• What you will do:
**1)** Using the Coverage B text below, decide whether each statement agrees with it. Answer yes or no for each, and quote the exact words of the text that decide it.
(a) Coverage A covers bodily injury and property damage.
(b) The two cases discussed were decided in 2020.
(c) The Southern District of Texas found that claims without a negligence theory were excluded.
**2)** Copy the Coverage B text below word for word, between "1. Great American" and "of negligence allegations.", inclusive.
**3)** Summarize the Coverage B text below in two sentences.

• Text for analysis:

------------

Beware negligence allegations – they may negate exclusions and support a duty to defend liability claims for social media activity as personal and advertising injury under Coverage B. Two cases decided in 2021, one from the Northern District of Illinois and one from Southern District of Texas, illustrate how claims that negligence resulted in culpable social media posts may provide an avenue for savvy plaintiff lawyers to artfully plead to find coverage that would otherwise not exist.1 Specifically, in the Northern District of Illinois, the underlying plaintiffs’ claims that an employer’s negligence proximately caused the misappropriation of images posted to Facebook and Instagram were found to be outside Coverage B exclusions and, therefore, obligated a defense, while the Southern District of Texas ruled that similar claims that did not advance a negligence theory were excluded.2

  1. Commercial General Liability, Coverage B.

Commercial General Liability (“CGL”) policies are generally broken down into Coverage A and Coverage B. Coverage A covers bodily injury and property damage.3 Coverage B provides coverage for personal and advertising injury, including the obligation to defend against any suit for such damages. Coverage B often has additional requirements, such as the personal and advertising injury must arise out of the insured’s business or that the offense be committed during the policy period and within the coverage territory.4 “Personal and advertising injury” is typically defined as follows:

“Personal and advertising injury” means injury, including consequential “bodily injury,” arising out of one or more of the following offenses:

Oral or written publication, in any manner, of material that slanders or libels a person or organization or disparages a person’s or organization’s goods, products, or services. Oral or written publication, in any manner, of material that violates a person’s right of privacy. The use of another’s advertising idea in your “advertisement.”Infringing on another’s copyright, trade dress or slogan in your “advertisement.”5 However, this coverage is limited by the Coverage B exclusions, which generally preclude coverage for intentional or knowing acts that result in personal or advertising injury, acts that violate specific statutes or other law, acts that breach contracts, copyright infringement, or the unauthorized use of material.6

  1. Great American Insurance Company v. Beyond Gravity Media, Inc.: Coverage B exclusions preclude coverage and the duty to defend social media liability in the absence of negligence allegations.

------------

• Data excerpts:
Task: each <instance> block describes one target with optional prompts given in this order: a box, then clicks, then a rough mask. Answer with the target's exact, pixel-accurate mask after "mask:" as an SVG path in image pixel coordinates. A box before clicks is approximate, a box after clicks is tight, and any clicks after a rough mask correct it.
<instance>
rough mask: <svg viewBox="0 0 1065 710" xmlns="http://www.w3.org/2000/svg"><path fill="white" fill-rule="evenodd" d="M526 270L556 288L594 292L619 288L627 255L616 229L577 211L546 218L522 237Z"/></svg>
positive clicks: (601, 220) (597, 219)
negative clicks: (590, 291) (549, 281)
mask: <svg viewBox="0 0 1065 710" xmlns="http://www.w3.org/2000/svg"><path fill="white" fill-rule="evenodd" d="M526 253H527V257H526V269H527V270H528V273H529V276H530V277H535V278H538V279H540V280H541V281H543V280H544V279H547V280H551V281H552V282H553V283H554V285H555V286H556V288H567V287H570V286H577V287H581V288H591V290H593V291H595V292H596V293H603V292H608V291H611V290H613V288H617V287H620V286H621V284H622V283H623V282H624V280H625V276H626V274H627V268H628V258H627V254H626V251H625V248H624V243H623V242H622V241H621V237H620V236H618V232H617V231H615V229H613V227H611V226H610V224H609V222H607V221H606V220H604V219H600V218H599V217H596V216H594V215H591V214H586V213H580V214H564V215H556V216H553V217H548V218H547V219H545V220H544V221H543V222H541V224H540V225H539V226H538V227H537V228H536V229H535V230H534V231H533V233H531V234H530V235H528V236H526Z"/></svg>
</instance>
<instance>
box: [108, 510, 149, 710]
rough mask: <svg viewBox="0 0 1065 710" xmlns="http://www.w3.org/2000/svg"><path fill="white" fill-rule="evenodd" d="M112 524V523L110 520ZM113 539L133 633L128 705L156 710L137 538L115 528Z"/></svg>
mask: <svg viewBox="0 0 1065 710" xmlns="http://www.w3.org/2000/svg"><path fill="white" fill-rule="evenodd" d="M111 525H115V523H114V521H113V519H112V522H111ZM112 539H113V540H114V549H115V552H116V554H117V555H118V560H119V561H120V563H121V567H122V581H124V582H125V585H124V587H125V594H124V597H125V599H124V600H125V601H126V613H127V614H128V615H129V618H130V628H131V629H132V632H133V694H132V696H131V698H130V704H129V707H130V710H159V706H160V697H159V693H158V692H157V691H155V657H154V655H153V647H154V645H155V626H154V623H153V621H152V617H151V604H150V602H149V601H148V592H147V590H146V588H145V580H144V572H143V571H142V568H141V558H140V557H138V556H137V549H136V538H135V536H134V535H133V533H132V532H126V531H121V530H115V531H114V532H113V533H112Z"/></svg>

------------

• Exercise solutions:
**1)**
(a) Yes: "Coverage A covers bodily injury and property damage."
(b) No: "Two cases decided in 2021"
(c) Yes: "ruled that similar claims that did not advance a negligence theory were excluded"

**2)**
1. Great American Insurance Company v. Beyond Gravity Media, Inc.: Coverage B exclusions preclude coverage and the duty to defend social media liability in the absence of negligence allegations.

**3)** Commercial General Liability policies split into Coverage A, for bodily injury and property damage, and Coverage B, which covers personal and advertising injury but carries exclusions for intentional acts, statutory violations, contract breaches, copyright infringement and unauthorized use of material. Two 2021 cases show that negligence allegations can get around those exclusions: the Northern District of Illinois found a duty to defend claims built on an employer's negligence, while the Southern District of Texas held that similar claims without a negligence theory were excluded.